>>>>>
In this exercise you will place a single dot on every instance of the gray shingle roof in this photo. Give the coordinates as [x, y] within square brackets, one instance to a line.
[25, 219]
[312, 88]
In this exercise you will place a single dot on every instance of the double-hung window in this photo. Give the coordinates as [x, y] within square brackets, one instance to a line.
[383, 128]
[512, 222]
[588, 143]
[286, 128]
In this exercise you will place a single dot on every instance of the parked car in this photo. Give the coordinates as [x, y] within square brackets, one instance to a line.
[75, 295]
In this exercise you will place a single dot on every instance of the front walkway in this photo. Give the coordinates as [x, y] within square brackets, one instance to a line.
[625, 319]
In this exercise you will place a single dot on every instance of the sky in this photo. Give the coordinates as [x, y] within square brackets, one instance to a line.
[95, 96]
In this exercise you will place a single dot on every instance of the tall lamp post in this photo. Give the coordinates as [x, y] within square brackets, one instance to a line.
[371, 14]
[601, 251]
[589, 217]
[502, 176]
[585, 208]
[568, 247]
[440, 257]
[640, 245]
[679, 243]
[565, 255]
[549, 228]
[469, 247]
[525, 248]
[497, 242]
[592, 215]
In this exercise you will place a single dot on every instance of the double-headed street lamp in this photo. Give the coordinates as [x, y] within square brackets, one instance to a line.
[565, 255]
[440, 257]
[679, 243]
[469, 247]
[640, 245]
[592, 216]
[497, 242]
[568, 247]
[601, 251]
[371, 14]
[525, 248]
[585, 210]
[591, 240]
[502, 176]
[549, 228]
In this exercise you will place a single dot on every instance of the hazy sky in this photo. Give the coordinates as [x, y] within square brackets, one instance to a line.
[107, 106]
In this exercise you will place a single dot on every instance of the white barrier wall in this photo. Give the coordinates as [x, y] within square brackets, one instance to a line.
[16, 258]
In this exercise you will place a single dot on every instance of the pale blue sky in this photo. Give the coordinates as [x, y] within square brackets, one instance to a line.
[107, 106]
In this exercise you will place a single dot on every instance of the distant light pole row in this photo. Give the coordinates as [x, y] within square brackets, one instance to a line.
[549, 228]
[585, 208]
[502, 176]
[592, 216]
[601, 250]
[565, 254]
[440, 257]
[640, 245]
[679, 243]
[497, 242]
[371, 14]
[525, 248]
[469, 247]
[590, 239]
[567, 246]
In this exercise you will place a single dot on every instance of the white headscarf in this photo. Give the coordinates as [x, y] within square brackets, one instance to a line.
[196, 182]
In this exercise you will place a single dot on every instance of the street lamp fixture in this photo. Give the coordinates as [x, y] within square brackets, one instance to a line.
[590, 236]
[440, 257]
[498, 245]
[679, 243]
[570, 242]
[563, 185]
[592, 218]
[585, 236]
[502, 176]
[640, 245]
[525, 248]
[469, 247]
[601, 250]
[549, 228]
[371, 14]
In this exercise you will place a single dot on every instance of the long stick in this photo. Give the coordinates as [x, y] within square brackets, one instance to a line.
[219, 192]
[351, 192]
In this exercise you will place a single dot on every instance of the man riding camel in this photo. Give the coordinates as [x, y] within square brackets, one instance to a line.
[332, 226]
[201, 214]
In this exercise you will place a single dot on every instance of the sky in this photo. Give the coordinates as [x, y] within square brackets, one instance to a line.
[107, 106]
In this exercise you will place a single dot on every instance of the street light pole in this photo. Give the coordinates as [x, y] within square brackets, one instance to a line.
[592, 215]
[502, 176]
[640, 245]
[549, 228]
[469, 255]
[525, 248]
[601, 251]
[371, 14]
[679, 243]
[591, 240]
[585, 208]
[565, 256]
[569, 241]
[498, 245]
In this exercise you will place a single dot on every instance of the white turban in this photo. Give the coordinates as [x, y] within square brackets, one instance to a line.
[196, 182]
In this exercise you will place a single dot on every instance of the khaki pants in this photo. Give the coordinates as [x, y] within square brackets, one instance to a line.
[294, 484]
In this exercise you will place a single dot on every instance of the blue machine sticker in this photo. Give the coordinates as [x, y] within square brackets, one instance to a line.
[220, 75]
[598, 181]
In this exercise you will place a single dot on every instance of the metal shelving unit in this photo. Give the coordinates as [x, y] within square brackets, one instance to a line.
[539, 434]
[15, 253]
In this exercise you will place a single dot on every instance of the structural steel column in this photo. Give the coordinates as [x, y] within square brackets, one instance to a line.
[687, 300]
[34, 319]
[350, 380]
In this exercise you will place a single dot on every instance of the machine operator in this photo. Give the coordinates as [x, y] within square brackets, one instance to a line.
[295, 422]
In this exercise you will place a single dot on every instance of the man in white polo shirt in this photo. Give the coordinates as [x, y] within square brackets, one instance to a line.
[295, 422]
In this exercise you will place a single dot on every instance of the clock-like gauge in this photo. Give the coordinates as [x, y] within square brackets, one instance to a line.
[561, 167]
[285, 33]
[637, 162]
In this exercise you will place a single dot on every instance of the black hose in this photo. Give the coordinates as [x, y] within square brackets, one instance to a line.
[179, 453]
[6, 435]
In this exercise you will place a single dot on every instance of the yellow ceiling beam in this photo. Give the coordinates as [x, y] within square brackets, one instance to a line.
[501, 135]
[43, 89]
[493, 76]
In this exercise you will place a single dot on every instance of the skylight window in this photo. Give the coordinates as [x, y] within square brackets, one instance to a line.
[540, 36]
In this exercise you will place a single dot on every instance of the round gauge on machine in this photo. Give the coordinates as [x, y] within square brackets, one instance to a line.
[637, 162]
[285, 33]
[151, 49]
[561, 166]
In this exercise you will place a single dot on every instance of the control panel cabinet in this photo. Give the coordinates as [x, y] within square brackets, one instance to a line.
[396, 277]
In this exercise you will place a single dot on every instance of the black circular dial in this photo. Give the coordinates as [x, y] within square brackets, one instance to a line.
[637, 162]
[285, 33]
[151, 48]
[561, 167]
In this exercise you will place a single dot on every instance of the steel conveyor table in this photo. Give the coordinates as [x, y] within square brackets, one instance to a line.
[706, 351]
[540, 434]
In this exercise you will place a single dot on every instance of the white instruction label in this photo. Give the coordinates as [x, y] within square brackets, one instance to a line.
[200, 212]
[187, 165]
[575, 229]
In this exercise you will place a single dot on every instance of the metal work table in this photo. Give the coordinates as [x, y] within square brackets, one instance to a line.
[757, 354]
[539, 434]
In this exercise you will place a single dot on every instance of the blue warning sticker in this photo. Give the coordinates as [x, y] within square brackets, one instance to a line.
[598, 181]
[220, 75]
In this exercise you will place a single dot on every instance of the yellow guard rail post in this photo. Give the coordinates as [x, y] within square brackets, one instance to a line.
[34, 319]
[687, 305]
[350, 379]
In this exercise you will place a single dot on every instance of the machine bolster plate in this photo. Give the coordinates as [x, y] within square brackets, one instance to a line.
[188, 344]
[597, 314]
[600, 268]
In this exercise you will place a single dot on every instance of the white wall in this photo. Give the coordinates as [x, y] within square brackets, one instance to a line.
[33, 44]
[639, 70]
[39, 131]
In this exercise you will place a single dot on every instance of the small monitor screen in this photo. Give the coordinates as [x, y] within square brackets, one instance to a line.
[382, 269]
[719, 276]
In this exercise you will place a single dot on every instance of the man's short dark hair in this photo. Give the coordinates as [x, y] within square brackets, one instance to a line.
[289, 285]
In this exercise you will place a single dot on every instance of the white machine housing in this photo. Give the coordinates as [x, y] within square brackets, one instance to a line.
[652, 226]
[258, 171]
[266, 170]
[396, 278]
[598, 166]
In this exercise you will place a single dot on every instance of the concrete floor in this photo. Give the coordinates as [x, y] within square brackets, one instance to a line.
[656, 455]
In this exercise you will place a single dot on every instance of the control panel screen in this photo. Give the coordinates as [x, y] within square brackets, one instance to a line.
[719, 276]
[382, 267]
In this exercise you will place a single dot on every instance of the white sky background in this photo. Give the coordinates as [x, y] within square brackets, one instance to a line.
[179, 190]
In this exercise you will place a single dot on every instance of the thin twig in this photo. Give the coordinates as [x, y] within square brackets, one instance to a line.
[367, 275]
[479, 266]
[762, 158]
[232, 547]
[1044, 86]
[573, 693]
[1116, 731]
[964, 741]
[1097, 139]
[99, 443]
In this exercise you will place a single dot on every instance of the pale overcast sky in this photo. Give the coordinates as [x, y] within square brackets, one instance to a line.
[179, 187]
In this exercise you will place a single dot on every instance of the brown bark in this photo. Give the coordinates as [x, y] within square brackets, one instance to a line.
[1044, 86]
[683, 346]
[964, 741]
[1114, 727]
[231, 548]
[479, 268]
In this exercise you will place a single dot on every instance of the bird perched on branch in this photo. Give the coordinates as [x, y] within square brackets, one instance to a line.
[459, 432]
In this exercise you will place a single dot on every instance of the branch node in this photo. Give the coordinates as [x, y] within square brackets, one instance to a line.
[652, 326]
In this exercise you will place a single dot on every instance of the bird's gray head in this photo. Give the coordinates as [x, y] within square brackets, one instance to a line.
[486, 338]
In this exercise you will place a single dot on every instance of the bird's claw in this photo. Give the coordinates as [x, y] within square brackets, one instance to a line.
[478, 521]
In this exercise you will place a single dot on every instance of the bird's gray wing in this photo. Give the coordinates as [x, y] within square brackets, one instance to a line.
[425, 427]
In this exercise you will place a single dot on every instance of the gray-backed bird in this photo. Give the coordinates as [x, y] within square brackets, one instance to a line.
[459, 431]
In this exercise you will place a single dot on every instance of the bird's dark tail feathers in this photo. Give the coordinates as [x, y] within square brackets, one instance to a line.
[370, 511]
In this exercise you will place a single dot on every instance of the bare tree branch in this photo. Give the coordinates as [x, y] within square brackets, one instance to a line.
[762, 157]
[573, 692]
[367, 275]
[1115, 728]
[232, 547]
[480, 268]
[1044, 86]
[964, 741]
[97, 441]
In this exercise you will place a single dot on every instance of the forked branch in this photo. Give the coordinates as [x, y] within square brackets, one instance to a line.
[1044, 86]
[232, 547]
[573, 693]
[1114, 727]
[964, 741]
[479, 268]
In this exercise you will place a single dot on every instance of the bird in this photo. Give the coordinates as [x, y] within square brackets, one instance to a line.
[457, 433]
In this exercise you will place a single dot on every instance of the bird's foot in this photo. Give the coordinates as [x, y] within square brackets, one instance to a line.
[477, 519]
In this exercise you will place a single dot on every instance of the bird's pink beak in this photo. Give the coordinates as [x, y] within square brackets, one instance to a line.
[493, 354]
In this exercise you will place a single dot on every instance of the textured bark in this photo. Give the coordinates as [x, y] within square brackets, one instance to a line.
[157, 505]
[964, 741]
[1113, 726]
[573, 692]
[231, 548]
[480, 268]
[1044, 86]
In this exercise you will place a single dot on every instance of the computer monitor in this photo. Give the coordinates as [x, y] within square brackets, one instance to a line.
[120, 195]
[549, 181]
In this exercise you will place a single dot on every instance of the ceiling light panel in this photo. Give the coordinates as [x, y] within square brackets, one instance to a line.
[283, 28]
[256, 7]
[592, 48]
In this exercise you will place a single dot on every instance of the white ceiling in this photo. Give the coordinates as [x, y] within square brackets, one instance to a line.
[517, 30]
<<<<<
- **Work to do**:
Return the lines beginning at the one that contains "of the forked" and continuing through the last line of the data, exactly as they stand and without any others.

- **The response**:
In this exercise you will place a single dot on every instance of the forked branch in this photo. Give the coordinates as [x, y] within square brackets, one instance to a line.
[1044, 86]
[232, 547]
[573, 693]
[1114, 727]
[964, 741]
[479, 268]
In this exercise you will place a single dot on every instance of the bird in this photo. Give the coordinates as [x, y] within square brackets, one instance to a line.
[457, 433]
In this exercise you will place a single dot on every instance of the bird's foot in this photo. Give the coordinates as [x, y] within square brackets, one instance to a line.
[477, 519]
In this exercise you will place a single dot on every instance of the bird's pink beak in this photo. Give the coordinates as [x, y] within square brackets, one instance to a line.
[493, 354]
In this exercise you will place a single dot on every instance of the textured bark in this photo. Give the coordinates as [x, y] within square brackets, one instance to a line.
[157, 505]
[964, 741]
[1113, 726]
[573, 692]
[231, 548]
[480, 268]
[1044, 86]
In this exercise you will place a single dot on every instance of the computer monitor in this photo. Give the coordinates as [x, y] within square brackets, one instance to a line.
[120, 195]
[549, 181]
In this exercise you will place a single dot on every instance of the ceiling light panel in this photo. Give the coordinates as [x, y] within square brackets, one instance to a line.
[283, 28]
[256, 7]
[592, 48]
In this exercise you will place a single dot on every instance of the white ceiling in this photo. Give the coordinates as [x, y] within square brackets, one instance to a line.
[517, 30]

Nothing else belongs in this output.